▶ [PROBLEM DETAILS]:
Given the entries that follow, write out exactly the lines starting at the one containing "Put a marker on each instance of the wooden" and ending at the one containing "Put a marker on each instance of the white plant", both ends included, and only those.

***

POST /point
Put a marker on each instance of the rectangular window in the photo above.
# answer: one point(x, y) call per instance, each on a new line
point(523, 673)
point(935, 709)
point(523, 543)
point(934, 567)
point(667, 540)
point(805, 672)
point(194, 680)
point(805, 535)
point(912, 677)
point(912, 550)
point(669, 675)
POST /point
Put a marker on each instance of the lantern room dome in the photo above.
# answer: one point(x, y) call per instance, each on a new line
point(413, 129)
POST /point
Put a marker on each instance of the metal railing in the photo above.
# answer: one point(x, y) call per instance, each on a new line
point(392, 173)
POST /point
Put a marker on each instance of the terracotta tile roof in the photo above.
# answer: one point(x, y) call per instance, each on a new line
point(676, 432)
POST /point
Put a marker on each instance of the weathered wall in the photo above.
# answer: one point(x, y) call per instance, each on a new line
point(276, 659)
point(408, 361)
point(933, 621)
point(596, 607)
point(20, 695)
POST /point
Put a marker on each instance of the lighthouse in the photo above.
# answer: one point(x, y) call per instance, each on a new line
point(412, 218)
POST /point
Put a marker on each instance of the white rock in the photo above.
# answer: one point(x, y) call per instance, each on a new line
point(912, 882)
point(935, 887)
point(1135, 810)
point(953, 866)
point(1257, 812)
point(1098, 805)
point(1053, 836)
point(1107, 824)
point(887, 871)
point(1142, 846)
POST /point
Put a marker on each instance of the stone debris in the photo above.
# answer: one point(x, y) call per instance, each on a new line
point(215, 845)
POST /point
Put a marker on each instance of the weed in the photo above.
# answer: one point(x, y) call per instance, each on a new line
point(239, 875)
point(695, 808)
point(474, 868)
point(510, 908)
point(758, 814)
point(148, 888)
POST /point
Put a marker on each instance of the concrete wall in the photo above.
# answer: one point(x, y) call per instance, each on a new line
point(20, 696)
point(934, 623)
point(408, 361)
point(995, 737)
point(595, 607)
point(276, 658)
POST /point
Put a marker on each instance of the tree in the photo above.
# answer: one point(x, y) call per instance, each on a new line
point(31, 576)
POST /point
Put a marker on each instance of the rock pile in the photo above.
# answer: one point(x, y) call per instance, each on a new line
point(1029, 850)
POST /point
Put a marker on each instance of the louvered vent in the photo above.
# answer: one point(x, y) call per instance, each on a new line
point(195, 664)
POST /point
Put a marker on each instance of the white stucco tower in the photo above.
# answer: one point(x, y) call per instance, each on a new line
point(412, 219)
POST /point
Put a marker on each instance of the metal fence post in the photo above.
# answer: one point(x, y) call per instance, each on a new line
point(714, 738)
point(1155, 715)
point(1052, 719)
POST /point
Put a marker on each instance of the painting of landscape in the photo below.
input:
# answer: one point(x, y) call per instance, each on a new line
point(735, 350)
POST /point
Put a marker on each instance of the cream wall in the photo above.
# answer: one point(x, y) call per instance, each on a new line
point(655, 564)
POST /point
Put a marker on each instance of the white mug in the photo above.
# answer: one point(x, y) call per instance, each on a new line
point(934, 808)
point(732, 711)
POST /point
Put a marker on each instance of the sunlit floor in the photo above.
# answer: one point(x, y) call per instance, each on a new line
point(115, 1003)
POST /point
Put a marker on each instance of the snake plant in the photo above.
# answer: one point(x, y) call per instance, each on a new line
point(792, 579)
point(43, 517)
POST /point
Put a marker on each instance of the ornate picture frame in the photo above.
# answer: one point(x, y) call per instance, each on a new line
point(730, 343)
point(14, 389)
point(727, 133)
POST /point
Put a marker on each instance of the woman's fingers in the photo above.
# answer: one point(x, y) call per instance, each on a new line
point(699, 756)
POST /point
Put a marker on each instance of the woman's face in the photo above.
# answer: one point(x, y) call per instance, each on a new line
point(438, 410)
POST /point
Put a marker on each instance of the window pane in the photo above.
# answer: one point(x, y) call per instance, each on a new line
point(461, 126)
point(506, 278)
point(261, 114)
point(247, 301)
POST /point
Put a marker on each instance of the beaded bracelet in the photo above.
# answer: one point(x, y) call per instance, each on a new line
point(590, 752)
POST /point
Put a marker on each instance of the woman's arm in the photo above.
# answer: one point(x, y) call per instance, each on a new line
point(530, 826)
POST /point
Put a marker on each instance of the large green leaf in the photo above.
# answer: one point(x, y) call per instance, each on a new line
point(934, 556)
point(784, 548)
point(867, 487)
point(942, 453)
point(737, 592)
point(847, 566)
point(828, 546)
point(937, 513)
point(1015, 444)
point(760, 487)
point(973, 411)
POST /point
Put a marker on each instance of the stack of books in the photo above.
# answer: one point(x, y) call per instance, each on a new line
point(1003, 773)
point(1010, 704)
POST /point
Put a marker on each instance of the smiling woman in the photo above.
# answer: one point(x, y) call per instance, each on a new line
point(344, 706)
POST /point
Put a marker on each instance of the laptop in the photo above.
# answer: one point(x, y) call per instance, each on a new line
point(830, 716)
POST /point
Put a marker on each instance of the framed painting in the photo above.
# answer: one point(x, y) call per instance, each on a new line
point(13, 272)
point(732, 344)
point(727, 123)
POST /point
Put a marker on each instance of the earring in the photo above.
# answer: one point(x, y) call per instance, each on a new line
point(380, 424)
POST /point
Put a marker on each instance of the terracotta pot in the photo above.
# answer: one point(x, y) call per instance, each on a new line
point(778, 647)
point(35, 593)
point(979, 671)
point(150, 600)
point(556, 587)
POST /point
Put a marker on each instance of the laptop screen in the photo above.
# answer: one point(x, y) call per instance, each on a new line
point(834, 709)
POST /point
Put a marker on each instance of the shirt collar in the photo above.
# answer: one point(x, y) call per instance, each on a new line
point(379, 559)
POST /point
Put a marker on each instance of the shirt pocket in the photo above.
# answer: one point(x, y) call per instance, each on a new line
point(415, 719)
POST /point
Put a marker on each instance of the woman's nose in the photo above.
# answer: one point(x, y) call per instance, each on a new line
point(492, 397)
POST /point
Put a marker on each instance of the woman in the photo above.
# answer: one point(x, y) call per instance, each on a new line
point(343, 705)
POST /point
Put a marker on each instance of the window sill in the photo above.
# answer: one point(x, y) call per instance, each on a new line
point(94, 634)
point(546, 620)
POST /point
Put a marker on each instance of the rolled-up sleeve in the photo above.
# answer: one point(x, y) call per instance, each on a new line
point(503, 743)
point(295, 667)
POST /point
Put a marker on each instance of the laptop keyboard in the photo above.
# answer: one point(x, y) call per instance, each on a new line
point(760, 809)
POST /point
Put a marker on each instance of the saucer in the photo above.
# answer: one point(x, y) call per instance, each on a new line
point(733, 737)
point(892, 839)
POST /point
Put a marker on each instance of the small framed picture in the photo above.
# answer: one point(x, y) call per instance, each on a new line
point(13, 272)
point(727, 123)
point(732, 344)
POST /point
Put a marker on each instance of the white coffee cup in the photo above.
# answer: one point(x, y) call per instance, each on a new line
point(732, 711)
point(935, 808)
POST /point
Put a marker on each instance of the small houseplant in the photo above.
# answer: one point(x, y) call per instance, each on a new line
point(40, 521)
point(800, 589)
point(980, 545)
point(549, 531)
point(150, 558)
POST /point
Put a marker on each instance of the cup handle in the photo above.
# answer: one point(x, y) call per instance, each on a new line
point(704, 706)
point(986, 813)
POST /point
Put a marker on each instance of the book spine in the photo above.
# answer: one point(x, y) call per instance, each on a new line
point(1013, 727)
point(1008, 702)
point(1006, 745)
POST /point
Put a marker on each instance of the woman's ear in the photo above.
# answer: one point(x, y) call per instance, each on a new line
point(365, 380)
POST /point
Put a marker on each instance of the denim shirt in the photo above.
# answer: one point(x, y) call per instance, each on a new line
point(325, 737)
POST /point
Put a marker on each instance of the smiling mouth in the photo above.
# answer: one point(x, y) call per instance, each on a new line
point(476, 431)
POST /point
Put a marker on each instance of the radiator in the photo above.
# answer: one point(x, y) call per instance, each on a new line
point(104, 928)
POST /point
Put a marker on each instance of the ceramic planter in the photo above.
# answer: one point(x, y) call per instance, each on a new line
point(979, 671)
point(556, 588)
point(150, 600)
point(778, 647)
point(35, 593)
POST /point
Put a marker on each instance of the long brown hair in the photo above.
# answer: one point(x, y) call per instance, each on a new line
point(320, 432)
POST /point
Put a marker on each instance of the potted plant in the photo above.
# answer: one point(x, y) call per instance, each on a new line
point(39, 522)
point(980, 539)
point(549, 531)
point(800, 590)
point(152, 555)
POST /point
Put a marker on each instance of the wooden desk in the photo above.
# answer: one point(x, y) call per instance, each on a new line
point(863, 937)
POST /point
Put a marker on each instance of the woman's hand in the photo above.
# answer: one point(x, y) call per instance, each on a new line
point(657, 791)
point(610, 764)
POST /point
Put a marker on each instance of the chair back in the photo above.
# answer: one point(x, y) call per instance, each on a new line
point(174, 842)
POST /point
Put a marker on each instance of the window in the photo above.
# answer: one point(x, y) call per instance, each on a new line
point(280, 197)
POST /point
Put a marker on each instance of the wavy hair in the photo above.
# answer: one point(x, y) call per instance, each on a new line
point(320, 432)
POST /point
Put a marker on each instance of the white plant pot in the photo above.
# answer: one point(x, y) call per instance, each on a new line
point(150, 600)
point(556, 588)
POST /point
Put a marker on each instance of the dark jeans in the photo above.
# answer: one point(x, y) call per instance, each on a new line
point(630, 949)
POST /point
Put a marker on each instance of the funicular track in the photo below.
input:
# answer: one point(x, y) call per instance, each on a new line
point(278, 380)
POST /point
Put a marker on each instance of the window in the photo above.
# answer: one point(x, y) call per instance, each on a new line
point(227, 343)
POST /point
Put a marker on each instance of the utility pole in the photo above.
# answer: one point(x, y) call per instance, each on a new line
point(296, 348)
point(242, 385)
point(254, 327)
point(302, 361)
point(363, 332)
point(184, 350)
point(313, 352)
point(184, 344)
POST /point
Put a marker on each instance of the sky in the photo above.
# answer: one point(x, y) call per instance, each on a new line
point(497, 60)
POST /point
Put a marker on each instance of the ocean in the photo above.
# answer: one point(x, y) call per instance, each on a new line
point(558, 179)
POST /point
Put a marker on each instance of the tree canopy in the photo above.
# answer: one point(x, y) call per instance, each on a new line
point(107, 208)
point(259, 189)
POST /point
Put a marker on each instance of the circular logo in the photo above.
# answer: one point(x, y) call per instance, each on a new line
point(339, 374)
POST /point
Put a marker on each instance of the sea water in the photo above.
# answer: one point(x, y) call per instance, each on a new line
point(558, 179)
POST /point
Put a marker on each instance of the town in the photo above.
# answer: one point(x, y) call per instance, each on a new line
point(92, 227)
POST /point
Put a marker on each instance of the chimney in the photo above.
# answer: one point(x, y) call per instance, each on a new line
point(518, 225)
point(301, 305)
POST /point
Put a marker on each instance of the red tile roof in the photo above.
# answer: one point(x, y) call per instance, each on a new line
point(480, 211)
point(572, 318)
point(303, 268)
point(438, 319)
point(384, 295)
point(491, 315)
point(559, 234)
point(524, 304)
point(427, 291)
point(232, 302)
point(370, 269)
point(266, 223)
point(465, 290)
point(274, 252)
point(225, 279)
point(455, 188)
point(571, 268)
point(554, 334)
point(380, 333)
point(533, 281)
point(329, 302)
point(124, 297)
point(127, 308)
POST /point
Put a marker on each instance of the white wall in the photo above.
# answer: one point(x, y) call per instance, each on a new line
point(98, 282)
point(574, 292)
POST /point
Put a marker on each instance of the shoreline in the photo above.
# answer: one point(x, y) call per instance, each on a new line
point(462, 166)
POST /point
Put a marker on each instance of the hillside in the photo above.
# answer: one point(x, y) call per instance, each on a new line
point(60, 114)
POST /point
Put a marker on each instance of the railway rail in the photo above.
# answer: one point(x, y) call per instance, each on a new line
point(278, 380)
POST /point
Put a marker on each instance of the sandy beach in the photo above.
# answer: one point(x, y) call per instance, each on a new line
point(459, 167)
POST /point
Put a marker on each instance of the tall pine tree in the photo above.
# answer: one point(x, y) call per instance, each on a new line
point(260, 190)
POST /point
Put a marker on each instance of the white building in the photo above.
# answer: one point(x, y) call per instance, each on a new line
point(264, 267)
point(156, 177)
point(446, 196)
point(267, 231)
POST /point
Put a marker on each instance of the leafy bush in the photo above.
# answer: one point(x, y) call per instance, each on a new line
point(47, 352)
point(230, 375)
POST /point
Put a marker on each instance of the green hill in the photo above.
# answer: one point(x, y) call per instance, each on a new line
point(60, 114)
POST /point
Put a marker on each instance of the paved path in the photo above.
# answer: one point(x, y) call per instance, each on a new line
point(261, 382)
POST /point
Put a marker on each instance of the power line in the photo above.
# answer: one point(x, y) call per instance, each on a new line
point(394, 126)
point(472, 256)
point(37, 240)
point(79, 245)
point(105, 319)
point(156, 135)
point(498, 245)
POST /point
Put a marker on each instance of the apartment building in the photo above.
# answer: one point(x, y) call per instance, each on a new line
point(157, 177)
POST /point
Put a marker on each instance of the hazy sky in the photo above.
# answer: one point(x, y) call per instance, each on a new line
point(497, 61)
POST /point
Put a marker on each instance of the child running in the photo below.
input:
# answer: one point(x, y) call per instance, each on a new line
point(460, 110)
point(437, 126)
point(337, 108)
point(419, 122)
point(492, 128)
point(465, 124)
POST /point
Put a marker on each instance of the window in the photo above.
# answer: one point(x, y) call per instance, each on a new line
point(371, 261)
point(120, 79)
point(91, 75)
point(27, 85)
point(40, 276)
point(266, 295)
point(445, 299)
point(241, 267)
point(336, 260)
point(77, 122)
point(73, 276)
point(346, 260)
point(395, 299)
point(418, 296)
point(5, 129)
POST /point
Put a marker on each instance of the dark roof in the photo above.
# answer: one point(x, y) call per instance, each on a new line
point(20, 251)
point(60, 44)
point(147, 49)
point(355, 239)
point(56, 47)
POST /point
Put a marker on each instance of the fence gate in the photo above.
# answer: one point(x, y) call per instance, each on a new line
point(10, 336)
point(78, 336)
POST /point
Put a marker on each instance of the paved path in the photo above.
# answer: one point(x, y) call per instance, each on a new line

***

▶ [TASK RESULT]:
Put a marker on each instance of the wooden desk in the photo above.
# answer: one point(x, y) call per instance, each on a new line
point(863, 937)
POST /point
Put a marker on each instance of the woman's hand in the photo above.
# answer: one point(x, y) call per instance, each on a new line
point(657, 791)
point(610, 764)
POST /point
Put a marker on each instance of the chair back in the photo above.
# answer: one point(x, y) call per instance, each on a new line
point(174, 842)
POST /point
Put a marker on each instance of the window in the photo above.
# answer: one point(x, y) call per instance, each on a new line
point(280, 197)
POST /point
Put a marker on each instance of the wavy hair in the photo above.
# answer: one point(x, y) call per instance, each on a new line
point(320, 432)
POST /point
Put a marker on each instance of the white plant pot in the photo above.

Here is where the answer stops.